— Begin Records to use —

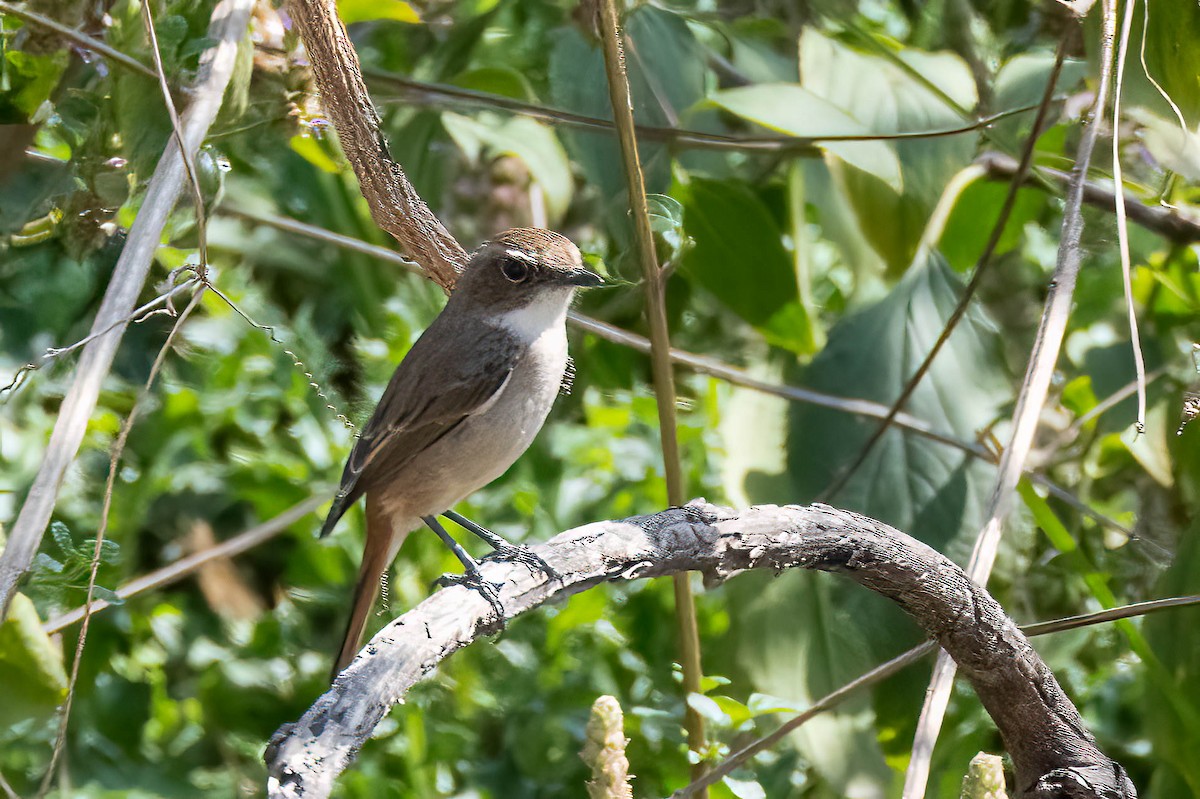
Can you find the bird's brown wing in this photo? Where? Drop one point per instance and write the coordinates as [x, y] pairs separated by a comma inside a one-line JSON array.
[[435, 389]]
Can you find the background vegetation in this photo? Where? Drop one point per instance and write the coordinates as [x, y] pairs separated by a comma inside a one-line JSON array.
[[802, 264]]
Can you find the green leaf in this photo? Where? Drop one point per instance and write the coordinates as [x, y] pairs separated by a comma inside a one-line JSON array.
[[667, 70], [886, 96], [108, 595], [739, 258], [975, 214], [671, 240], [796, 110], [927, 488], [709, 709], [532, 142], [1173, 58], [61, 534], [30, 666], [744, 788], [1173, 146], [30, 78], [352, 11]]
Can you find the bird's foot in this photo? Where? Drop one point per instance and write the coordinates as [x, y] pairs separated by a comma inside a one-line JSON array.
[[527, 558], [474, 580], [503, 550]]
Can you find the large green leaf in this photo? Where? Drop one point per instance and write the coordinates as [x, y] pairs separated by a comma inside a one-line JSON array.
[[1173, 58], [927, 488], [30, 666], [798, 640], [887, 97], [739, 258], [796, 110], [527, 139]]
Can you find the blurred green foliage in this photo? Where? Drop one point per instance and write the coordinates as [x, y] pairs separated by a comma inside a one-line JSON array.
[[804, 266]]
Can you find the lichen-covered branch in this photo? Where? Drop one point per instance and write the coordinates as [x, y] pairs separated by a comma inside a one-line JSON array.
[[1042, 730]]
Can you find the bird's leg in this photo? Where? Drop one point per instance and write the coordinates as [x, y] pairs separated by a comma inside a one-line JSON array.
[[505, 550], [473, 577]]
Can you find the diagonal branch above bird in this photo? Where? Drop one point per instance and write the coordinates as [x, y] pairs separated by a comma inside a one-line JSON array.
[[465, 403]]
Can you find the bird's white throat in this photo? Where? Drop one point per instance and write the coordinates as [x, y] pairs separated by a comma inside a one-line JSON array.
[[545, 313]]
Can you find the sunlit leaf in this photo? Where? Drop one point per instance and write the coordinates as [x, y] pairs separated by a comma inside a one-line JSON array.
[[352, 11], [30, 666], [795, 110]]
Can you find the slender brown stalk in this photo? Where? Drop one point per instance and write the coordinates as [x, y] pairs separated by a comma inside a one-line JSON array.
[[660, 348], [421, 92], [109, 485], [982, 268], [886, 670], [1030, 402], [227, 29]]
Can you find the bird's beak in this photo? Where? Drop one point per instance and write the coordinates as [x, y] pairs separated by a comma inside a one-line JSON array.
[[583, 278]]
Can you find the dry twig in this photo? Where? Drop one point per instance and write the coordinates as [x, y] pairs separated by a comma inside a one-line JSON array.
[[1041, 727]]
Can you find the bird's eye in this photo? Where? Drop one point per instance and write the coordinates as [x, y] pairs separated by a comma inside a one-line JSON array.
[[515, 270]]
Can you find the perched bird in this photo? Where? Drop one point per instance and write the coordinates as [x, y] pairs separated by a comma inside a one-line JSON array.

— End Records to use —

_Exercise_. Please copy the rows above word for word, leaving out the picture.

_Completed exercise_.
Can you find the bird's brown wing in this photo? Where? Drop one point per instance and write the coordinates as [x, y] pairs separated by a comma inside a one-line JSON array.
[[435, 389]]
Can you find the background vegetation in this photo? Where? Drop one point per instance and write the coordinates as [x, y] pairs separated by a comma inside a one-line JSON array.
[[802, 264]]
Can you find the green leaf in this photo? Where? Drop one point per instance and write the coordinates as [x, y] pairs separated by a comma inside a one-line JSON array.
[[667, 70], [886, 96], [108, 595], [739, 258], [975, 214], [671, 240], [796, 110], [927, 488], [709, 709], [532, 142], [1173, 58], [61, 534], [30, 666], [744, 788], [1173, 146], [30, 78], [352, 11]]
Can you find the bird's foot in this photo? Where? Drop one point per instance and write the coordinates as [x, y] pairs separated by a comma inside a one-line JSON array.
[[527, 558], [474, 580], [503, 550]]
Can you find the large green leaf in this photo? Where? Drop one point per instance and write the coordinates as [x, y] pairs separated by a comma inside a one-line JSON array.
[[1173, 58], [927, 488], [30, 666], [798, 640], [887, 97], [739, 258], [796, 110], [527, 139]]
Can you find the blurred green foliage in this photo? Where? Drop one point per instance and write the coordinates as [x, y] pairs separated by a comma inside a one-line JSON array.
[[804, 266]]
Can you find the lichen-covered branch in this photo? Where? Drop one point per instance and write the coordinates as [x, y] pairs separated by a comma inside a one-line JSON array.
[[1042, 730]]
Can you find the bird's leg in this photo? Where? Drop one point per instance and write the coordinates as [x, y] pairs separated by a comma inside a one-line JSON array.
[[505, 550], [473, 577]]
Can you find the diagonal branch above bird in this photo? Where? Drop one point per instance and write the coordinates as [x, y] pairs separated by a comma inside a one-line JSON array.
[[465, 403]]
Can you find the bird's white throat in this photo? Where? Drop one point per instance and write the coordinates as [x, y] pairs separated by a comma inside a one-line JSON array.
[[545, 313]]
Can you find the sunlit leaf in this photo? Where? Drop one point per instance and write the coordinates as [x, y] pairs separated by a comma inside a one-line JSON array.
[[352, 11], [30, 666], [795, 110]]
Can you find the slender brown stalk in this photo? Where? Drop one point per instance and write the coordinates as [x, y] pairs separated by a comma inside a one-line JSON array.
[[660, 348], [421, 92], [109, 485], [982, 268], [886, 670], [1030, 402], [227, 29]]
Can you find the bird's beak in this photo? Where? Drop one point per instance and write the coordinates as [x, y] pairs separated by a comma inside a one-line JSON array.
[[583, 278]]
Can you find the dry twig in this photo? Where? Drop one point per instance and write the coordinates as [x, y] pairs separated by a comma inside a one-line JSON array.
[[1041, 727]]
Can you find the bird's eye in this photo? Where? Drop one point per instance and write the coordinates as [x, y] pairs separated by a comma inside a one-line JSON array.
[[515, 270]]
Can you find the perched bird in this photo? Where? Drop one point per instance and write the coordinates as [x, y] pairs separated by a comma inside a one-line JSON array.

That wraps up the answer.